— START OF RECORDS FOR THE TASK —

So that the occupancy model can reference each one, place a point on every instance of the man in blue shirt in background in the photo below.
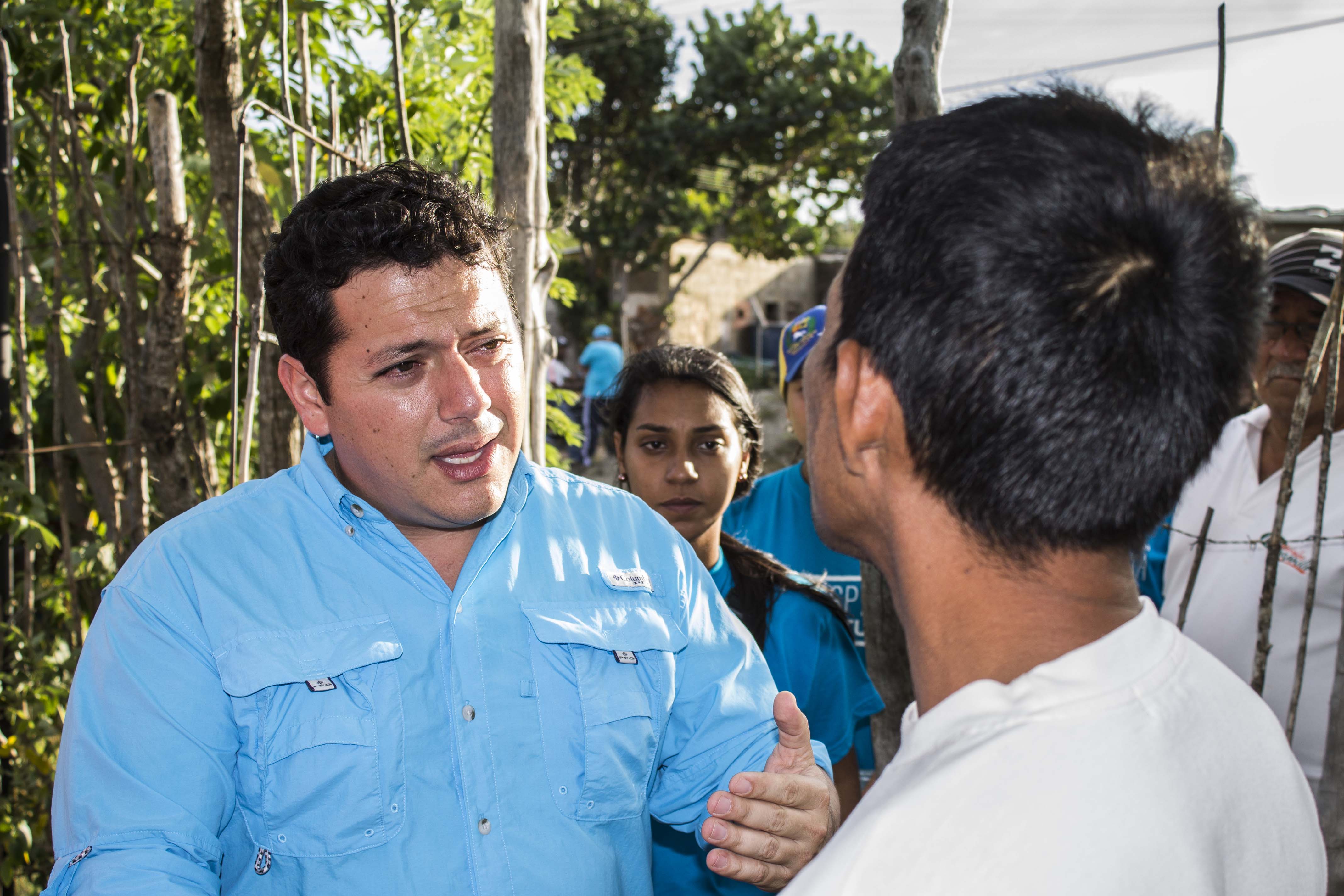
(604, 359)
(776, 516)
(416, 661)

— END OF RECORDS FOR THE TASK —
— START OF RECORDS FOR THE TASK —

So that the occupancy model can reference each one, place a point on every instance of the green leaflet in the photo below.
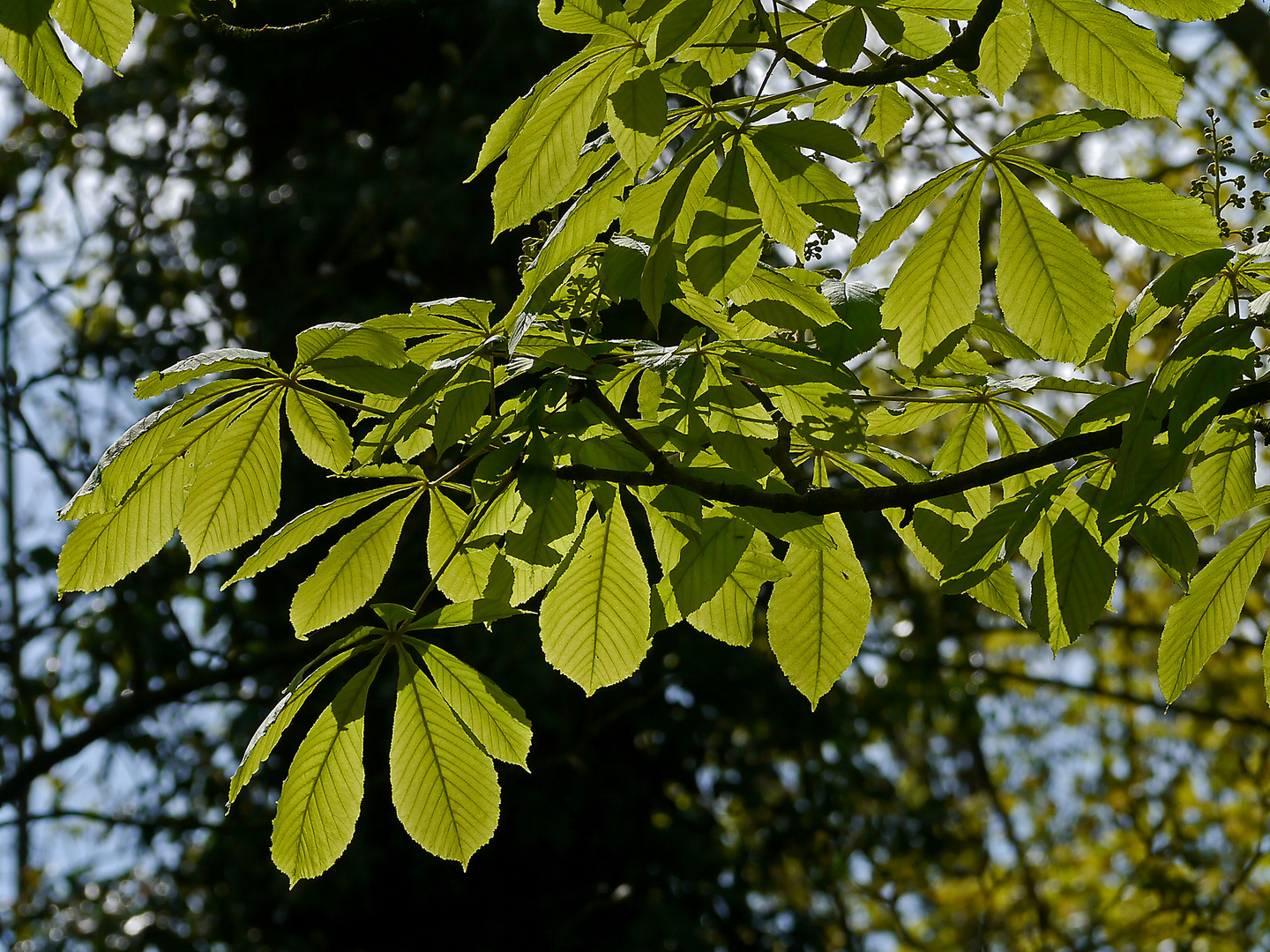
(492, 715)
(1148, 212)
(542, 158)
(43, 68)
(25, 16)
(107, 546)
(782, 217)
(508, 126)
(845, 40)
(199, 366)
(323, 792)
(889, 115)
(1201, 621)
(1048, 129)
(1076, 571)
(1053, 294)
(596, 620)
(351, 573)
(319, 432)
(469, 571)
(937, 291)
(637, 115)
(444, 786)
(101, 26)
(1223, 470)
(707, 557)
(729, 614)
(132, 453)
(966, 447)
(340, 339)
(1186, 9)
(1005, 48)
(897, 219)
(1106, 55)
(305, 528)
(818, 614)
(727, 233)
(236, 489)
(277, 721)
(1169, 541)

— END OF RECORDS FOR THE TASK —

SET PROBLEM. In the data above, rename "occupancy model" to "tracking model" throughout the part that opens with the line containing "leaflet in the photo below." and closes with the line containing "(1169, 541)", leaving everything else unchanged. Reproduce only that part, and omit the pictures.

SOLUTION FOR THIS TASK.
So that the tracking model can reference each one, place a point on every instance of the green leaflet in the photo below.
(492, 715)
(1148, 212)
(542, 158)
(43, 68)
(25, 16)
(107, 546)
(782, 217)
(508, 126)
(845, 40)
(199, 366)
(323, 792)
(889, 115)
(1201, 621)
(1048, 129)
(1076, 571)
(1053, 294)
(596, 620)
(351, 573)
(319, 432)
(469, 571)
(937, 291)
(637, 115)
(444, 786)
(101, 26)
(1223, 470)
(707, 557)
(729, 614)
(132, 453)
(966, 447)
(340, 339)
(1186, 9)
(1005, 48)
(897, 219)
(1106, 55)
(305, 528)
(818, 614)
(727, 233)
(236, 489)
(277, 721)
(1169, 541)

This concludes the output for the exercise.